(Beginning of DATA SHOWN)
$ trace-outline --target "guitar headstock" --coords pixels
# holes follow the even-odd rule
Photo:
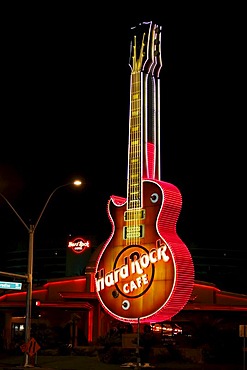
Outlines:
[[[155,25],[153,30],[153,47],[154,47],[154,64],[152,67],[152,74],[159,77],[162,67],[161,60],[161,26]]]
[[[130,43],[130,68],[132,73],[152,71],[159,75],[161,63],[161,27],[143,22],[133,27]]]

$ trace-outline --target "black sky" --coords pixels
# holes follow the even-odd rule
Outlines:
[[[246,256],[243,7],[46,6],[3,13],[0,192],[35,222],[51,191],[80,176],[86,188],[54,195],[42,233],[58,224],[108,237],[107,201],[127,195],[129,31],[152,20],[162,26],[161,178],[183,197],[178,234]],[[23,226],[0,208],[6,240]]]

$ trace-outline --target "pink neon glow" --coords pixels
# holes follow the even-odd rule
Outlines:
[[[155,147],[154,144],[152,143],[147,143],[147,162],[148,162],[148,174],[147,178],[155,179],[154,173],[155,173],[155,168],[154,168],[154,163],[155,163]]]

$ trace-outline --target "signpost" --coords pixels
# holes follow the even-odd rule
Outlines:
[[[30,362],[34,366],[37,364],[37,352],[40,348],[39,343],[34,338],[31,338],[28,343],[23,343],[20,346],[21,351],[30,356]]]
[[[0,281],[0,289],[14,289],[21,290],[22,283],[15,283],[12,281]]]
[[[247,325],[239,325],[239,336],[244,338],[244,344],[243,344],[243,370],[245,370],[245,338],[247,337]]]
(End of DATA SHOWN)
(WHAT YOU ARE ASKED TO DO):
Pull every line containing the word "target" out of the entries above.

(EXERCISE OUTPUT):
$ trace-outline --target "guitar headstock" --coords pixels
$ trace-outline --target "black sky" --coords pixels
$ trace-outline --target "pink neon glow" --coords pixels
$ trace-outline --target "signpost" --coords pixels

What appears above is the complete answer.